What needs to be done> Rewrite the part of the records that opens with the line containing "dress? Mark that spot." and runs through the end of the records, keeping every line and every request. Multiply each coordinate in the answers by 1.45 and round it to a whole number, with halves rounding up.

Coordinate annotation records:
-- Begin --
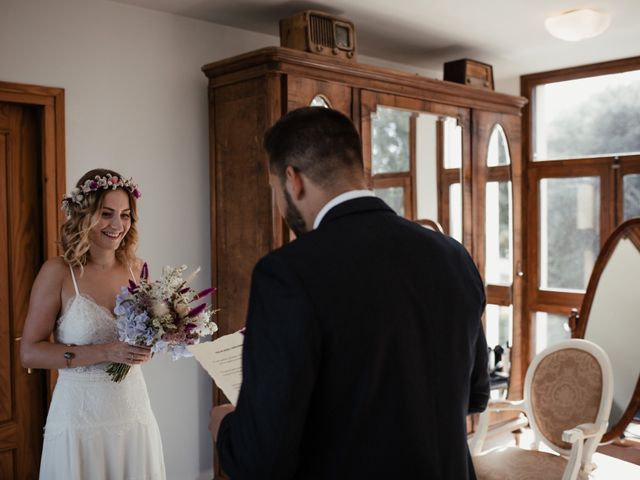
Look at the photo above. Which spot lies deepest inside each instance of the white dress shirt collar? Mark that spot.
(343, 197)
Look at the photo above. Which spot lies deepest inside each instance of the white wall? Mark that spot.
(136, 101)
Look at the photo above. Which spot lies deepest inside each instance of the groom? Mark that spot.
(364, 349)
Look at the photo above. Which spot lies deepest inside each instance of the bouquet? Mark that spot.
(158, 315)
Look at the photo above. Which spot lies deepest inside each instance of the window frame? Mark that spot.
(609, 168)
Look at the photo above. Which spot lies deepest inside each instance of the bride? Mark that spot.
(95, 428)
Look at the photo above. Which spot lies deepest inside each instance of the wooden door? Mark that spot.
(22, 394)
(498, 248)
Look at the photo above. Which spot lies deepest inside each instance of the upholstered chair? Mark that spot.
(567, 399)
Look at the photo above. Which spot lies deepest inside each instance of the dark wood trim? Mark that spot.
(583, 71)
(52, 101)
(412, 195)
(628, 229)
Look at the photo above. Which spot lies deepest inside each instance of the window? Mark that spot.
(582, 130)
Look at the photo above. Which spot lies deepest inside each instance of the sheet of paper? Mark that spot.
(222, 359)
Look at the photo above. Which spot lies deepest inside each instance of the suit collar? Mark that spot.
(357, 205)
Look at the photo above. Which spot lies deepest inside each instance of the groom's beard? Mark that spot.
(293, 217)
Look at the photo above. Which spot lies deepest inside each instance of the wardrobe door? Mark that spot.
(498, 246)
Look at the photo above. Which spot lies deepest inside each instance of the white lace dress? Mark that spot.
(96, 428)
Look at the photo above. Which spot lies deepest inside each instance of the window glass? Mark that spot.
(393, 196)
(594, 116)
(497, 152)
(499, 325)
(569, 231)
(390, 140)
(631, 195)
(550, 329)
(498, 234)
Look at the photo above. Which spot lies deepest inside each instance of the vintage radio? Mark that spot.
(469, 72)
(319, 32)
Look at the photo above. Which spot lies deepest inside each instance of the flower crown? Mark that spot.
-- End --
Answer to this task>
Look at the photo above. Which spot lies deepest inside each instance of the white lace dress? Mark that spot.
(139, 621)
Look at the photo above. Which spot lies deepest inside each instance of the window glass? Mark that spot.
(570, 284)
(861, 168)
(721, 220)
(724, 471)
(825, 335)
(566, 203)
(915, 283)
(798, 477)
(722, 339)
Look at the photo above. Which spot lies deepest inside each instance of the vintage radio? Mark that spot.
(680, 104)
(463, 46)
Look at the photo above. Which spot lies deepest inside each instance of the flower crown? Mark that spot.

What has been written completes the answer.